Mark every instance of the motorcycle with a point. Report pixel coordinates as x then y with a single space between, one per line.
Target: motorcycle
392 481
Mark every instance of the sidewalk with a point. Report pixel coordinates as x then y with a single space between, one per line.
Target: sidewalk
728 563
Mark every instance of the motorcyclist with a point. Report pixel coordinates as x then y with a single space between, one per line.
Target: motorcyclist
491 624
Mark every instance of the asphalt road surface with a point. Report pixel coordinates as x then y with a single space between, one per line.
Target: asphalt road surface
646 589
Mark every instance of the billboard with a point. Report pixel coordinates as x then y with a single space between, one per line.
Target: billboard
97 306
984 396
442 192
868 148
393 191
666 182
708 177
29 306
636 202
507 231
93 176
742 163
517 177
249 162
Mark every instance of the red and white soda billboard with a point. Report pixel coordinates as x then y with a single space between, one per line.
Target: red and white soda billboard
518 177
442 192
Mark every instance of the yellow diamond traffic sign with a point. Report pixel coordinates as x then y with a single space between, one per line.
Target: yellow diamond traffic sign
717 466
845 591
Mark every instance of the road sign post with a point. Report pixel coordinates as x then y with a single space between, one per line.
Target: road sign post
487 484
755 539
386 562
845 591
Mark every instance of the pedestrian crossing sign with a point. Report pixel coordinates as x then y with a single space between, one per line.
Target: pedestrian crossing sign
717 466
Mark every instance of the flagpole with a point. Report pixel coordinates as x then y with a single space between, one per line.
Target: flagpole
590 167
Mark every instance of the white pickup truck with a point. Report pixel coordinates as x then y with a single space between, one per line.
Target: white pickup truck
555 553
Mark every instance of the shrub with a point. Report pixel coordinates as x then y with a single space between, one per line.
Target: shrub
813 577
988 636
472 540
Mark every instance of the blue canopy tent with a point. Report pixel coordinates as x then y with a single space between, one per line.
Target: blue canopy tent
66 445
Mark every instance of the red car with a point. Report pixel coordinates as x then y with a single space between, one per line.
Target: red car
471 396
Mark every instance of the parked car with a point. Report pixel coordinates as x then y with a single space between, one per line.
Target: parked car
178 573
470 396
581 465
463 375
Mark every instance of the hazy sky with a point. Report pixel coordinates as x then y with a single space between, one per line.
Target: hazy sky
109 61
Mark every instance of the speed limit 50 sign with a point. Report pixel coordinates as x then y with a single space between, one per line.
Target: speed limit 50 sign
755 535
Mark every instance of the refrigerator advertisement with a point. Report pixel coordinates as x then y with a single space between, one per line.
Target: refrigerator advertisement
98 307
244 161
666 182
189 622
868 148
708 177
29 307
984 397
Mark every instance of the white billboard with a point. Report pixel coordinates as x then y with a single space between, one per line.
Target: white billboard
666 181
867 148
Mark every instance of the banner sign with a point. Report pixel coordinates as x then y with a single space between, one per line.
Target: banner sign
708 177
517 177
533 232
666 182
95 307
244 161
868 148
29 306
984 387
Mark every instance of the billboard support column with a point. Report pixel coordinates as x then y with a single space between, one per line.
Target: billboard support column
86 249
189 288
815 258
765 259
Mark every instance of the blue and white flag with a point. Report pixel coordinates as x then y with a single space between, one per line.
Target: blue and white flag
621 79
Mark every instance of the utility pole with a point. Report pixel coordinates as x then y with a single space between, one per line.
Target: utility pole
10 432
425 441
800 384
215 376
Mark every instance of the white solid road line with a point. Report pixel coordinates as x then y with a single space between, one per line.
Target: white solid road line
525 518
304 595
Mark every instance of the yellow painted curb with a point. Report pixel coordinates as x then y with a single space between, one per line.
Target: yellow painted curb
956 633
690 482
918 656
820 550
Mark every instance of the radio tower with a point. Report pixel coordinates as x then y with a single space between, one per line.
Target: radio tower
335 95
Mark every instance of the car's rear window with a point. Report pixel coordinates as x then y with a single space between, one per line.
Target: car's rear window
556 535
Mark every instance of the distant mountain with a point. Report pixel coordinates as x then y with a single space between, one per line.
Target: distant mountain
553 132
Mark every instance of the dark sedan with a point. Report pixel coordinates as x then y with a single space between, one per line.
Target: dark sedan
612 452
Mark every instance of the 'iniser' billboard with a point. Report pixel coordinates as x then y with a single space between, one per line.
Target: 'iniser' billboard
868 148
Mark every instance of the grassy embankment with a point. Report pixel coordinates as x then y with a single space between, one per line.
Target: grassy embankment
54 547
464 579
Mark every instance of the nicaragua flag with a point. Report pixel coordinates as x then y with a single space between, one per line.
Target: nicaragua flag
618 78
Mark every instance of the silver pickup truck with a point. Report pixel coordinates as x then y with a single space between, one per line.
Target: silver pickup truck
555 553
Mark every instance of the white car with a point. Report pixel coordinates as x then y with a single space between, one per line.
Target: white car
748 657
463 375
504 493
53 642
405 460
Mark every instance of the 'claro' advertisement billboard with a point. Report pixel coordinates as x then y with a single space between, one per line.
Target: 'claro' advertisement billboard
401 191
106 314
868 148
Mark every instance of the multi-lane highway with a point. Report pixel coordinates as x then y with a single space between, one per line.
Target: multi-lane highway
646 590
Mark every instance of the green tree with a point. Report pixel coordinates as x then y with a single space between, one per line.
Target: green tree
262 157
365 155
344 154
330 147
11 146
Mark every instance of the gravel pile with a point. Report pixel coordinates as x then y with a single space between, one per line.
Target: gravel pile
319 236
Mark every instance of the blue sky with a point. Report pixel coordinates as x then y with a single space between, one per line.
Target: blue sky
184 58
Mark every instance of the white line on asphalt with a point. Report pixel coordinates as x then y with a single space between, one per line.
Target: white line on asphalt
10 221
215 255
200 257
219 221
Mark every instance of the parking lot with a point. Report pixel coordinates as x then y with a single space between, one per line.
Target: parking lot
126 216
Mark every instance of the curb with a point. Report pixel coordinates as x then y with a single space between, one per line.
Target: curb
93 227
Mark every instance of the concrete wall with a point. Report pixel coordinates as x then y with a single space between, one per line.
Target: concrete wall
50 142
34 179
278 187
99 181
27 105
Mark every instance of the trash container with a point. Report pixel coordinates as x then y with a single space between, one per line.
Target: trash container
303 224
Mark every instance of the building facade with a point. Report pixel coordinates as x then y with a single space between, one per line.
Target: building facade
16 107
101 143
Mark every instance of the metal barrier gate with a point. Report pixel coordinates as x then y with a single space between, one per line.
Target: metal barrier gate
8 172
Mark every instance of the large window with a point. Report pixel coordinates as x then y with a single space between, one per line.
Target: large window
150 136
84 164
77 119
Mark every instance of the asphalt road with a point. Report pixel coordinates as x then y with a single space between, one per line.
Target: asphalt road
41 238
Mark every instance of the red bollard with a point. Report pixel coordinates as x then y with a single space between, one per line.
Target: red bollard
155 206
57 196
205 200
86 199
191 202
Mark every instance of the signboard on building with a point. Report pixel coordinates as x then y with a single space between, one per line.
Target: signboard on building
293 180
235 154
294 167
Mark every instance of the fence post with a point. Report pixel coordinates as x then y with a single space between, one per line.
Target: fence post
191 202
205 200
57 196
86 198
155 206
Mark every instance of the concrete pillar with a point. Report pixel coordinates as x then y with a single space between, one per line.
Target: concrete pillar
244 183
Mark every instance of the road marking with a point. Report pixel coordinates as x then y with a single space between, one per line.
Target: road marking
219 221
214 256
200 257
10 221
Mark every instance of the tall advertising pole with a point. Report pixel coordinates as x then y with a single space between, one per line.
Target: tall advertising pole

___

-- What is required --
Each line of the data above containing the string "tall" is to be copied.

-- Result of the exercise --
Mark every instance of the tall advertising pole with a point. Report pixel coordinates as x then y with a single space between, one per line.
Target: tall advertising pole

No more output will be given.